*Exercise brief*: Exactly the lines from the top of the records below through the one containing "box: [0, 96, 38, 121]" must be set down, with no line added or dropped.

• • •

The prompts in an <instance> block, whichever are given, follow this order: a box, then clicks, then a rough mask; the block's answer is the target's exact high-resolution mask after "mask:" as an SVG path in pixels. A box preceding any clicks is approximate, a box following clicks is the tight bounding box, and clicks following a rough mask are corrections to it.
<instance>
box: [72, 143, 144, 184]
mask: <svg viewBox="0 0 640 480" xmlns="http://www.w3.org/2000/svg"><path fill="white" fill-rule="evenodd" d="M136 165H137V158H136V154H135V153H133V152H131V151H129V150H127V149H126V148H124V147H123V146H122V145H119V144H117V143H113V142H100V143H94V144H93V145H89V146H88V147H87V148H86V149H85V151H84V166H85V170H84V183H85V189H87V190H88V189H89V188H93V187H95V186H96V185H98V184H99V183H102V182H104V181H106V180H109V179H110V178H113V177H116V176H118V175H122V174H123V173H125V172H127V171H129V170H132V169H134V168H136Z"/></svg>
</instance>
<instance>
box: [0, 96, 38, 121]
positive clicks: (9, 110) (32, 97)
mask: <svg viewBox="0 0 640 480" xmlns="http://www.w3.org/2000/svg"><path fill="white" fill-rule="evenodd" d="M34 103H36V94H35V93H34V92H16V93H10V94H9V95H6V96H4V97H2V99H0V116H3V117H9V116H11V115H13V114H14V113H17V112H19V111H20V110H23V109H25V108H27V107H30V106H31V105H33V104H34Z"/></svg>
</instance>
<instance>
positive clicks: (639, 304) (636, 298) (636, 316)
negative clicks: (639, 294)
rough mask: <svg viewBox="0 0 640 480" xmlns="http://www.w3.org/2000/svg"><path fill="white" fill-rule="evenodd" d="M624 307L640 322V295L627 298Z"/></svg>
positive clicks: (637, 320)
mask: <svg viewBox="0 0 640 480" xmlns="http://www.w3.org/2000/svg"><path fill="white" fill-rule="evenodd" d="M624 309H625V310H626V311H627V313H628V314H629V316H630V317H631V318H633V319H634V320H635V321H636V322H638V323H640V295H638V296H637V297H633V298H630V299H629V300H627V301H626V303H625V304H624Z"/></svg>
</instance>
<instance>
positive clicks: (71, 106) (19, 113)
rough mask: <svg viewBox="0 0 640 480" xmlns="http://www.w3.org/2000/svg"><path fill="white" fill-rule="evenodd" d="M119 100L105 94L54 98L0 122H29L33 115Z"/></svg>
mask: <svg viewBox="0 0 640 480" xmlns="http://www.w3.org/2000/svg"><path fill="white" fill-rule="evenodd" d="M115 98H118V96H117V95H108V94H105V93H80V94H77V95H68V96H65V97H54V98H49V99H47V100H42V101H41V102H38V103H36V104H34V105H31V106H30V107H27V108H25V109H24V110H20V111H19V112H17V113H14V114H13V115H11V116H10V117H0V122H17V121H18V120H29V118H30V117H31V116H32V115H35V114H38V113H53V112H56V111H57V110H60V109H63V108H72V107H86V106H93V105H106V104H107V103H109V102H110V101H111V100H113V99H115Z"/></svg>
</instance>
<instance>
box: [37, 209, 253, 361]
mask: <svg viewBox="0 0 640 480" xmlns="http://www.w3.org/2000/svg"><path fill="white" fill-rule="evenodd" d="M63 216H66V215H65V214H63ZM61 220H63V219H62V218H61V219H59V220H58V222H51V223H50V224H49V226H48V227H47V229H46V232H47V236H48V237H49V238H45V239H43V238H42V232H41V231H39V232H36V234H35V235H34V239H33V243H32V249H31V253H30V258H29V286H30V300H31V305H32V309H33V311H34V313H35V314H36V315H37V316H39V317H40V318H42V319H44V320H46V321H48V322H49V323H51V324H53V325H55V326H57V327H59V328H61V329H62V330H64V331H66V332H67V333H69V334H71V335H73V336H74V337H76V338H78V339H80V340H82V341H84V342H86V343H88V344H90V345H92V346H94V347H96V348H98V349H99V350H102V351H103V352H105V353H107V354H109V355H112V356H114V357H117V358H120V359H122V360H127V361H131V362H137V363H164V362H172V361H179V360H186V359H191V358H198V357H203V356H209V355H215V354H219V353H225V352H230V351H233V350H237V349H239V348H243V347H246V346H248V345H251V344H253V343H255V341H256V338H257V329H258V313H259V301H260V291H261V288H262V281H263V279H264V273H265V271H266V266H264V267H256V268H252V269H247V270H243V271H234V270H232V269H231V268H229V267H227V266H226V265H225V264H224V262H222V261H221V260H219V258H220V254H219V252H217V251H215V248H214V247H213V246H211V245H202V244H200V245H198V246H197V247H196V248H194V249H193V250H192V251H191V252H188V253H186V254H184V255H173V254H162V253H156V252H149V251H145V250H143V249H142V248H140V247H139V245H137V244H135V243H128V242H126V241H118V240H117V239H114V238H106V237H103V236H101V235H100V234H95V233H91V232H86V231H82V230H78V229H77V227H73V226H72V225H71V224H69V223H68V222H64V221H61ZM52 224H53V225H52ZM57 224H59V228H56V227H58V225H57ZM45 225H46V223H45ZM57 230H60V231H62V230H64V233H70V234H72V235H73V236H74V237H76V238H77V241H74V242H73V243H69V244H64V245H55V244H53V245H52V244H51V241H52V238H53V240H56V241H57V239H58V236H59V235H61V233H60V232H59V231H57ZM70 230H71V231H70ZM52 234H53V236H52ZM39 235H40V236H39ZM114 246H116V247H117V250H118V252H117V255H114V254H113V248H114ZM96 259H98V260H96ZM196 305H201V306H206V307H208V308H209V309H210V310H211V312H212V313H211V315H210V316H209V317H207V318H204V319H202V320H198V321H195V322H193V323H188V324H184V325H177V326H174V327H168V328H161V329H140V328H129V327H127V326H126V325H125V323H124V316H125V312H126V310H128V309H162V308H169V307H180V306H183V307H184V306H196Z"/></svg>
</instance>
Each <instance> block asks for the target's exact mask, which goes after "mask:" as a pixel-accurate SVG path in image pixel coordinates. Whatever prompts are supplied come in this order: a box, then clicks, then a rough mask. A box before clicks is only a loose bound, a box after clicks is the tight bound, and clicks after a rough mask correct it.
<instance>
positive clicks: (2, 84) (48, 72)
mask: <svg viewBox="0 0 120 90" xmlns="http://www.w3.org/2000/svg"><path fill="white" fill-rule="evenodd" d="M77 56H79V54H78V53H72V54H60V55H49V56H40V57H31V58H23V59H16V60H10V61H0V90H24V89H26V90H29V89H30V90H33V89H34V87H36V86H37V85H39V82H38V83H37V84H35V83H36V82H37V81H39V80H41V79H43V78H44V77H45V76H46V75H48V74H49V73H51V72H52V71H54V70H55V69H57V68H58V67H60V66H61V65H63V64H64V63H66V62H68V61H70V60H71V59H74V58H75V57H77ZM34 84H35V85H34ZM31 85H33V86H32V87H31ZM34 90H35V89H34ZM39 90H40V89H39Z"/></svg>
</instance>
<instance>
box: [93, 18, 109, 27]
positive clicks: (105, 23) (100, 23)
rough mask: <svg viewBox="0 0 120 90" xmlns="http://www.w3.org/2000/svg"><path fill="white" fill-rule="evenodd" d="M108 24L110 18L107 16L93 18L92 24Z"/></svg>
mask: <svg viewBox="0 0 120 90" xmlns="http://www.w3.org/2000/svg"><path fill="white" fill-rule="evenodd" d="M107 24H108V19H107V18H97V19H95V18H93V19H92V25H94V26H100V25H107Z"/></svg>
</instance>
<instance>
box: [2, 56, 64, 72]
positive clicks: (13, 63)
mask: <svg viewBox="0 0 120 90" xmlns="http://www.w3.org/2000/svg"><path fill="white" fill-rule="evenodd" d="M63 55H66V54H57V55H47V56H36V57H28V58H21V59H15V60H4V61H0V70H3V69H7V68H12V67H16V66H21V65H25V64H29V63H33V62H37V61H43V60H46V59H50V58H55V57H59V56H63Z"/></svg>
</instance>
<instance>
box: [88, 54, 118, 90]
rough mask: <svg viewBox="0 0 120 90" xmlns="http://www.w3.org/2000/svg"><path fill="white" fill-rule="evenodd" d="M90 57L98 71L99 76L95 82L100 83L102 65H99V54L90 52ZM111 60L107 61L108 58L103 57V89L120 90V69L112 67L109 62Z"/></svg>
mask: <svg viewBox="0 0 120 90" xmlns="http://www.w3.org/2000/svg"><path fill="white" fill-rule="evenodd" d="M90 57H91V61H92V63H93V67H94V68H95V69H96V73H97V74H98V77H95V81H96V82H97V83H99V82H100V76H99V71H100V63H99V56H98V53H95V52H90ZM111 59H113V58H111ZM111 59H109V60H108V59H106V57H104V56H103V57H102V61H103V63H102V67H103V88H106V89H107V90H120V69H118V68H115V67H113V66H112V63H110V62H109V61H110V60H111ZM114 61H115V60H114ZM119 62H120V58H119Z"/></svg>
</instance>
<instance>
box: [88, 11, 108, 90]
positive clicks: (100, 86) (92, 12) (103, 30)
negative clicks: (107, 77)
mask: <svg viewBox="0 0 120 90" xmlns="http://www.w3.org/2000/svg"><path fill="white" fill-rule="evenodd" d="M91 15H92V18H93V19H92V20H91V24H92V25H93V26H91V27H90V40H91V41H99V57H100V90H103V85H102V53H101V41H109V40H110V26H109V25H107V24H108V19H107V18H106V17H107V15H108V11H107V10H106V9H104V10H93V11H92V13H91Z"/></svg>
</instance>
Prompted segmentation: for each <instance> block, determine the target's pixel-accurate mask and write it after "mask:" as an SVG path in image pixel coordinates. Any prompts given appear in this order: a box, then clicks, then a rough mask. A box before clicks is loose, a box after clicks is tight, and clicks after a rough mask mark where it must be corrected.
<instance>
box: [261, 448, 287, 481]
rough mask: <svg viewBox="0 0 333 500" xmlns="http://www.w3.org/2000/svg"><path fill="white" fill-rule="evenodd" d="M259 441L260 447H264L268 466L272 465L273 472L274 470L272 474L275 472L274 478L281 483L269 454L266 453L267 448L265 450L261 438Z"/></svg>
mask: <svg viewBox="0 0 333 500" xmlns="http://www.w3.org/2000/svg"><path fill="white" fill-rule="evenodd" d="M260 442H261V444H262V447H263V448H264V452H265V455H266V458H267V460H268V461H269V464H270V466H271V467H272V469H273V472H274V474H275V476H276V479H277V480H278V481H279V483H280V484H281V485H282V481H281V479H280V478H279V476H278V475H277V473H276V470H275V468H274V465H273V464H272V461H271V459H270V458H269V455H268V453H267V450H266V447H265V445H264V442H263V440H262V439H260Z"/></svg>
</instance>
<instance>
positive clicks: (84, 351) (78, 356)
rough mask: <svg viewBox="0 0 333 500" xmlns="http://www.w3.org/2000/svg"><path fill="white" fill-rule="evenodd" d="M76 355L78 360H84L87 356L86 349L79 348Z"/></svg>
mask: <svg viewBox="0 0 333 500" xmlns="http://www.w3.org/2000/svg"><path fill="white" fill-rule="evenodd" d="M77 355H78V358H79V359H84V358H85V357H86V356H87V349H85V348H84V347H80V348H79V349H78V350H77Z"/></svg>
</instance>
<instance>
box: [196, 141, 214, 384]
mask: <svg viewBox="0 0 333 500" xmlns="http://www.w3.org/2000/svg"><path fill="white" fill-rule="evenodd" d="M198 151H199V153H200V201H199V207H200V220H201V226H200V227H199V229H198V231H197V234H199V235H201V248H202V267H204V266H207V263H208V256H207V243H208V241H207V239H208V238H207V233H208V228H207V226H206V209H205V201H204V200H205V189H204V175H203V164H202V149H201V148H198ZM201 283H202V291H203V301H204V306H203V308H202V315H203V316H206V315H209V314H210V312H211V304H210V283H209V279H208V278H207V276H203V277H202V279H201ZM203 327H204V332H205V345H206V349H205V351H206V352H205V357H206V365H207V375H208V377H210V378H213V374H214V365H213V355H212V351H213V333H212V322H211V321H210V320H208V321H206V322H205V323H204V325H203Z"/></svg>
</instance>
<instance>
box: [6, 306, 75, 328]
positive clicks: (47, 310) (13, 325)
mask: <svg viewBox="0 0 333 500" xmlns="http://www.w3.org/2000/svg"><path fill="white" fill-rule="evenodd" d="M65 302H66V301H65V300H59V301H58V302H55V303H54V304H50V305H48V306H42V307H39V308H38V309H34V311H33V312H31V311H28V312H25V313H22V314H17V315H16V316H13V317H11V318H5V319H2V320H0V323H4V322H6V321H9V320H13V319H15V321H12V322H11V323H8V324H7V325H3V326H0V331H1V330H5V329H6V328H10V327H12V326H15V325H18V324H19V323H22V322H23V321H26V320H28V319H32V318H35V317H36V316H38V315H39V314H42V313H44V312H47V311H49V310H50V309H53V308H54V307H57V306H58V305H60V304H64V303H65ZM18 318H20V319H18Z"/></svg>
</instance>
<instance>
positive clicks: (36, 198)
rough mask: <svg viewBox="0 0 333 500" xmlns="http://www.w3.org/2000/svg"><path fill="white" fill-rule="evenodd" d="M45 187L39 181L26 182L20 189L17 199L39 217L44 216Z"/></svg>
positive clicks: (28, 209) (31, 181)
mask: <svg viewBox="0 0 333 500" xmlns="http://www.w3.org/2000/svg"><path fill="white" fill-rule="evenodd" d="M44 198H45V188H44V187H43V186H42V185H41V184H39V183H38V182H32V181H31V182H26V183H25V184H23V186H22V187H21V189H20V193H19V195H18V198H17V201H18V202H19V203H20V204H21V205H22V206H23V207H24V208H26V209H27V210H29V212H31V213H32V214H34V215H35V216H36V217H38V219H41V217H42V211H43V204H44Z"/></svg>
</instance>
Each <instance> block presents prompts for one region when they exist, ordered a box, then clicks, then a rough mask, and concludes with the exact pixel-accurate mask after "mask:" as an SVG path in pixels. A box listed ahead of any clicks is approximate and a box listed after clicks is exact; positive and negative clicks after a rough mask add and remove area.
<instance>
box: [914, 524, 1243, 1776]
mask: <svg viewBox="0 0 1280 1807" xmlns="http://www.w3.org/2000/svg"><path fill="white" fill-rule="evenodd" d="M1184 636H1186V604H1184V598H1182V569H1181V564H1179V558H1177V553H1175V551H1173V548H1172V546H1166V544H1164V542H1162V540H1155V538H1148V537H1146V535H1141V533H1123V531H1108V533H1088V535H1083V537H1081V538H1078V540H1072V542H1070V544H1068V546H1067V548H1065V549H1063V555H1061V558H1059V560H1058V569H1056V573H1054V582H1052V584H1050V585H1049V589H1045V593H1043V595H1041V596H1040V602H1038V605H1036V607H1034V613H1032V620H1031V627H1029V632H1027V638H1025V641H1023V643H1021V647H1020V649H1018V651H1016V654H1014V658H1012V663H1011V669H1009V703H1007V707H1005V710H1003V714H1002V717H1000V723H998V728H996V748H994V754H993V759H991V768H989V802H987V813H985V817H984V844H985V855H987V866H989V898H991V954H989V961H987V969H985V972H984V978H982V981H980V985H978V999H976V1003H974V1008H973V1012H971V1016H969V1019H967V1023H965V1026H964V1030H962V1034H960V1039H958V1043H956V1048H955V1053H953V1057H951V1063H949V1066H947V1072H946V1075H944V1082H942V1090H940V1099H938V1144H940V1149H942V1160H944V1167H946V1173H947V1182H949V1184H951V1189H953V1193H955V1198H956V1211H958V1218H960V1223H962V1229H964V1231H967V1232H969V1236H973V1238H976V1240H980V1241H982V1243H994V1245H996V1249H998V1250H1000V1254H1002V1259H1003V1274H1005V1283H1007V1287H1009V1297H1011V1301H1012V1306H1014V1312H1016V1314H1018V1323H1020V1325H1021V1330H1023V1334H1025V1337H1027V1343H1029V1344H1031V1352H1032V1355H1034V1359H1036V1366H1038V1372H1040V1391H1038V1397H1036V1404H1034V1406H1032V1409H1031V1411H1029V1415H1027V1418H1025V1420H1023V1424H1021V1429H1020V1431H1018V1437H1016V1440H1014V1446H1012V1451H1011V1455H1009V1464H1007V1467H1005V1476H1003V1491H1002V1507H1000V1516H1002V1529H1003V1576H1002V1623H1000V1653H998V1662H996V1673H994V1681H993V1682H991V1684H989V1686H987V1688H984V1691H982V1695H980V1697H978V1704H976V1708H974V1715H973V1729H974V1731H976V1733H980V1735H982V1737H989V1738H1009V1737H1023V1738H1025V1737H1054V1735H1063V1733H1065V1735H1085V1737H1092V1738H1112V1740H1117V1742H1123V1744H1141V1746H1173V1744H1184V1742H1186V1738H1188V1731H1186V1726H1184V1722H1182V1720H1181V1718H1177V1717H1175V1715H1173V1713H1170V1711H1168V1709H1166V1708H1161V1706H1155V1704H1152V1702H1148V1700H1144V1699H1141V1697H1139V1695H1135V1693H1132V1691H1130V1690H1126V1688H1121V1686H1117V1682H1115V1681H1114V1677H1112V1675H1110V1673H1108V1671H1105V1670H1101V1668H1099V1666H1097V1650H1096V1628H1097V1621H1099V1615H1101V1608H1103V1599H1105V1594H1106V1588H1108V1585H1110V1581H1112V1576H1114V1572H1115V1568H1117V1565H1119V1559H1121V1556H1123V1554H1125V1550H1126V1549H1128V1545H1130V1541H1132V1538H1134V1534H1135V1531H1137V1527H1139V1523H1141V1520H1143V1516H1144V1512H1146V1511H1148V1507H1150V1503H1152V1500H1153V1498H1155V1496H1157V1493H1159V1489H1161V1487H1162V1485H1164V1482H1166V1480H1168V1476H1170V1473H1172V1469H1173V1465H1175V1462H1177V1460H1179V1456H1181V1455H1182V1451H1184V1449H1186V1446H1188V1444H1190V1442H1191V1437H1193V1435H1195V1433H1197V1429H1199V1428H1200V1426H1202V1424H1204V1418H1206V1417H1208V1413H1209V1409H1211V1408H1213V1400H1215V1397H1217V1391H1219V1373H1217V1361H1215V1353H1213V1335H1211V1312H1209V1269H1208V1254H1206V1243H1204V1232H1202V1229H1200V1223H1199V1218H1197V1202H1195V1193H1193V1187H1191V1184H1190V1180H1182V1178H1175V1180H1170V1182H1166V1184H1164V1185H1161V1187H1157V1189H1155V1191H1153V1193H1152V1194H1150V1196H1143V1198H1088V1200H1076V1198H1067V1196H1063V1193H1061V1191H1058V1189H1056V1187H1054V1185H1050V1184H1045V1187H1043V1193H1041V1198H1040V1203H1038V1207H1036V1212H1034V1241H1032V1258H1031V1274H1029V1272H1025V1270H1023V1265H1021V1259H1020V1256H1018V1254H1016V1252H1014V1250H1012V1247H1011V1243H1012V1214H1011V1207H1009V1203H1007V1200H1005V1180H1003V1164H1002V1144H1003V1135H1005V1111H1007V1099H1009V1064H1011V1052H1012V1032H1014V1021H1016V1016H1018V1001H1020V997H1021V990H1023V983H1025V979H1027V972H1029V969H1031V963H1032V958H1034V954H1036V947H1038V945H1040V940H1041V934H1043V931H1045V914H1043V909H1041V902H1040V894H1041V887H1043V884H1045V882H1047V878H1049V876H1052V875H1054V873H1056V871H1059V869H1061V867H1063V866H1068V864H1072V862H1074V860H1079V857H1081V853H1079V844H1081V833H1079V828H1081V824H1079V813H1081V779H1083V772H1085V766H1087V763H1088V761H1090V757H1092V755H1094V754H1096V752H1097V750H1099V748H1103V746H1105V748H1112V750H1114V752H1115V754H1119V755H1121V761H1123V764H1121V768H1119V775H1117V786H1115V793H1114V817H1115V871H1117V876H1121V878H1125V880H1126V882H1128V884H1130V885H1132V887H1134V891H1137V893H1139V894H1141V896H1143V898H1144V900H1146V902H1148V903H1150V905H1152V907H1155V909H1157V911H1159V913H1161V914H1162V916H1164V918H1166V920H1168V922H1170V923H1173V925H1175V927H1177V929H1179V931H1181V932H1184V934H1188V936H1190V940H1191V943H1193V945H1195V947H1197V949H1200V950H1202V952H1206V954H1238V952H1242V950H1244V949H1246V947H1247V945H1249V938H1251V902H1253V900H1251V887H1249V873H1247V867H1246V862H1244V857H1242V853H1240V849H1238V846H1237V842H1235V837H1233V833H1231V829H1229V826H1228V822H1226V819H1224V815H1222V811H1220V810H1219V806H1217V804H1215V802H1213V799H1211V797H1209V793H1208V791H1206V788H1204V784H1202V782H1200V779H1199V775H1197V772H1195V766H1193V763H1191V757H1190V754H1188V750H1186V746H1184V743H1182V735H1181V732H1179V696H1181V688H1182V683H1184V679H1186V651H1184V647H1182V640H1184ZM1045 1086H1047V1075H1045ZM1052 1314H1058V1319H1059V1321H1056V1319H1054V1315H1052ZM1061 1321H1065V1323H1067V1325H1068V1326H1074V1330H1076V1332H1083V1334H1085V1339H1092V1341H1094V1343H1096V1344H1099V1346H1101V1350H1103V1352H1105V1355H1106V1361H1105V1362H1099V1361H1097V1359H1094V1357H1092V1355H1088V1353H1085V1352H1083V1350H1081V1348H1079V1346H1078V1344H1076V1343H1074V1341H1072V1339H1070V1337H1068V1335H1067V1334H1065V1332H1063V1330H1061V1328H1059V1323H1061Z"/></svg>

• • •

*Response*:
The prompts in an <instance> block, whichever are given, follow this order: a box, then clicks, then a rough mask; the block's answer is the target's exact high-resolution mask after "mask:" as an SVG path in pixels. A box preceding any clicks is approximate, a box following clicks is the tight bounding box, and clicks following a rough mask are corrections to it.
<instance>
box: [72, 143, 144, 184]
mask: <svg viewBox="0 0 640 480" xmlns="http://www.w3.org/2000/svg"><path fill="white" fill-rule="evenodd" d="M136 165H137V158H136V154H135V153H133V152H131V151H129V150H127V149H126V148H124V147H123V146H122V145H119V144H117V143H113V142H100V143H94V144H93V145H89V146H88V147H87V148H86V149H85V151H84V166H85V170H84V183H85V189H87V190H88V189H89V188H93V187H95V186H96V185H98V184H99V183H102V182H104V181H106V180H109V179H110V178H113V177H116V176H118V175H122V174H123V173H125V172H127V171H129V170H132V169H134V168H136Z"/></svg>
</instance>
<instance>
box: [0, 96, 38, 121]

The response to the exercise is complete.